- **Problem statement**: Pull out each line of the data below that contains the string "clicks", copying every such line in full.

- **Recorded data**:
.....

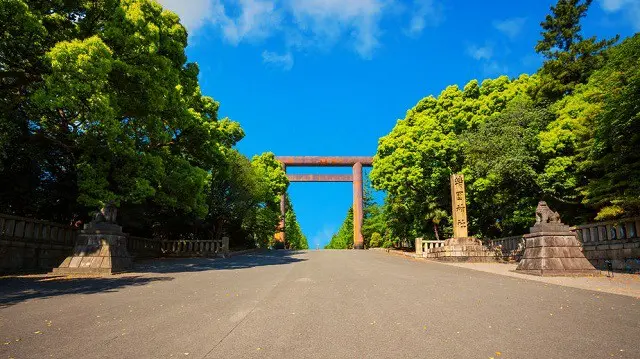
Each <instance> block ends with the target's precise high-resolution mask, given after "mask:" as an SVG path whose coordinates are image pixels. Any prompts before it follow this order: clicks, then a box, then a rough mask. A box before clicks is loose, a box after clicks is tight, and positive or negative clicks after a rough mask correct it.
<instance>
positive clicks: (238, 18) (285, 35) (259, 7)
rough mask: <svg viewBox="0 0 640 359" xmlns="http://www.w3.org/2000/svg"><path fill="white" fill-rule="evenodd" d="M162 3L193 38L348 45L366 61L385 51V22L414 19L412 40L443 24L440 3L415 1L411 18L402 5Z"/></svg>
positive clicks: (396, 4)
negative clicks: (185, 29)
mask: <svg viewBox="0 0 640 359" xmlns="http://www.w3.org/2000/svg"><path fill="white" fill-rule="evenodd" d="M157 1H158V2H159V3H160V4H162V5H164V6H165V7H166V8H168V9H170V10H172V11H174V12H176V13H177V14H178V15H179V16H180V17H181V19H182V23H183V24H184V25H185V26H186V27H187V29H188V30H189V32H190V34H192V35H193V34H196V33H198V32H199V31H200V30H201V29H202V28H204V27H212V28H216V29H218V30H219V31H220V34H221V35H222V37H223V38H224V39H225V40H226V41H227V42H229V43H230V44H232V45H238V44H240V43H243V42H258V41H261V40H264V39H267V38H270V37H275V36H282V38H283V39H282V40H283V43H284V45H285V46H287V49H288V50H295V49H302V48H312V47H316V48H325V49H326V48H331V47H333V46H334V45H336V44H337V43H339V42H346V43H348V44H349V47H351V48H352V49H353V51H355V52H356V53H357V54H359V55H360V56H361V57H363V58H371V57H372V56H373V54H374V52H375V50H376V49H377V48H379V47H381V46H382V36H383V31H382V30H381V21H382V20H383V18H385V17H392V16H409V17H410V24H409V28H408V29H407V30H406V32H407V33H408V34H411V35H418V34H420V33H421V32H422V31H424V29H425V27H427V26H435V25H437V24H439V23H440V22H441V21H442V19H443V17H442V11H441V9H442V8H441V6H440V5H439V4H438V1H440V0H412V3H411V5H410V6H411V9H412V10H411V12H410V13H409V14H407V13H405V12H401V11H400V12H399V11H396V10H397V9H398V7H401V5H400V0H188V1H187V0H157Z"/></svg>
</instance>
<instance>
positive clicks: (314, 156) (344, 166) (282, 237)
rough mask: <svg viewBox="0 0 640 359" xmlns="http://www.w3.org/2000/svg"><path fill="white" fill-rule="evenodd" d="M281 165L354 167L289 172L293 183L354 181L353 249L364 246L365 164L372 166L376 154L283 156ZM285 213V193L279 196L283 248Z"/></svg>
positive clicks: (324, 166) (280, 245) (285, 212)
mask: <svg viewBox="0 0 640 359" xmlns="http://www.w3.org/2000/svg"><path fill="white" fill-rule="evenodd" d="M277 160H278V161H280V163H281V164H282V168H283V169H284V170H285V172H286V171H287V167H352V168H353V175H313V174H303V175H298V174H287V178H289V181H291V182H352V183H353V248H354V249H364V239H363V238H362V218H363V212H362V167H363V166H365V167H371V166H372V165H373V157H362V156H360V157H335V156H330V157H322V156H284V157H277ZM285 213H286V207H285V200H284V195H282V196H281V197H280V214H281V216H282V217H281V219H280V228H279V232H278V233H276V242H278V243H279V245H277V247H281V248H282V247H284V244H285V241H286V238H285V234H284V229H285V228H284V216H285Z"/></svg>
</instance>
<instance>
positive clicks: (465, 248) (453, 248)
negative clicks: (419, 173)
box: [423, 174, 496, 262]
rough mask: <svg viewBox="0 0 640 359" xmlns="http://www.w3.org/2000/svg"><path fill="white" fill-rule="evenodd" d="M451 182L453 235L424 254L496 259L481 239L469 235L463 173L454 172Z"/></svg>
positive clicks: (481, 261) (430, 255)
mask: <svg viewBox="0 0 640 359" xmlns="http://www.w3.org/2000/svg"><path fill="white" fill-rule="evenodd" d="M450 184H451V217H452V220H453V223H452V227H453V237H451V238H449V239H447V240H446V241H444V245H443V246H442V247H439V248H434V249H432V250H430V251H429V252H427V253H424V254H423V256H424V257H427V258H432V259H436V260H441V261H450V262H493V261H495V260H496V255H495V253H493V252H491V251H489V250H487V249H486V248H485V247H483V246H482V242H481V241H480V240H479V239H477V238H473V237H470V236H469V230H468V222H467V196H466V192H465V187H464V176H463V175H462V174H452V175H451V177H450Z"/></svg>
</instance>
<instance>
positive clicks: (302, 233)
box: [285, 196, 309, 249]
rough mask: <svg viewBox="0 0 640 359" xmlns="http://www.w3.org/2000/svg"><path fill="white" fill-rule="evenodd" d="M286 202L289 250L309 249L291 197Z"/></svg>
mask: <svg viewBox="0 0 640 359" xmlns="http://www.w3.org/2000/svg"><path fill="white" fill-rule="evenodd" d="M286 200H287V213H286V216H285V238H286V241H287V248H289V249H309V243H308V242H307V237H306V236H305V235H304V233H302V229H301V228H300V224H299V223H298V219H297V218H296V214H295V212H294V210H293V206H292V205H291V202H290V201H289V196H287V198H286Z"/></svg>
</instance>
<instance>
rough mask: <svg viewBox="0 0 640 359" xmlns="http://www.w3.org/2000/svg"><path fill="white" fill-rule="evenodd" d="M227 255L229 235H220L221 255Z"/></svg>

.....

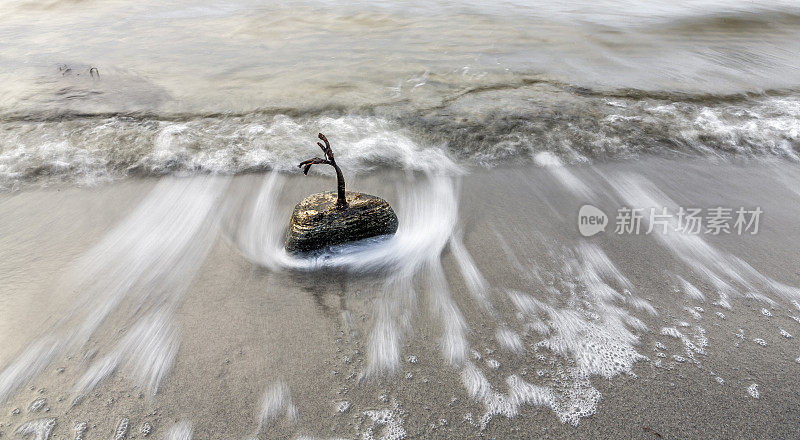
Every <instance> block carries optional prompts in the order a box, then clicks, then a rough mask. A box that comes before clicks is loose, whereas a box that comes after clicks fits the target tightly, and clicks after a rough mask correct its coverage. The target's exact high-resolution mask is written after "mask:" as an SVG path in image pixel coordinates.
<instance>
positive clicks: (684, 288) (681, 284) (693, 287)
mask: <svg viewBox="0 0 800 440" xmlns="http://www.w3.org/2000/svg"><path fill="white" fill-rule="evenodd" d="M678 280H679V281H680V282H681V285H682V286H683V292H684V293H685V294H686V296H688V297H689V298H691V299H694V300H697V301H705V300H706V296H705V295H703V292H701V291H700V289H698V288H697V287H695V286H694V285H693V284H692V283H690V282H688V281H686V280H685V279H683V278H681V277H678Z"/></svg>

.....

- **Response to the exercise**:
Each <instance> block ends with the target's precise high-resolution mask, given after "mask:" as an SVG path whose coordinates are image pixels. Any prompts before it follow this order: clicks, then a box, then a rough mask. A box before clicks is loose, a box after clicks is tight, and positive or negative clicks after a rough mask correct it.
positive clicks: (238, 18) (285, 35) (259, 7)
positive clicks: (396, 4)
negative clicks: (185, 29)
positive clicks: (314, 156) (344, 166) (282, 237)
positive clicks: (324, 166) (280, 245) (285, 212)
positive clicks: (465, 248) (453, 248)
negative clicks: (419, 173)
positive clicks: (481, 261) (430, 255)
positive clicks: (302, 233)
Every <instance> block carries optional prompts in the order a box, then clicks, then a rough mask. A box that comes before clicks is loose, whereas a box that comes after clicks fits the target tightly, and clicks after a rough mask correct its coverage. The target's exact high-resolution mask is written after "mask:" as an SVG path in image pixel coordinates.
positive clicks: (684, 288) (681, 284) (693, 287)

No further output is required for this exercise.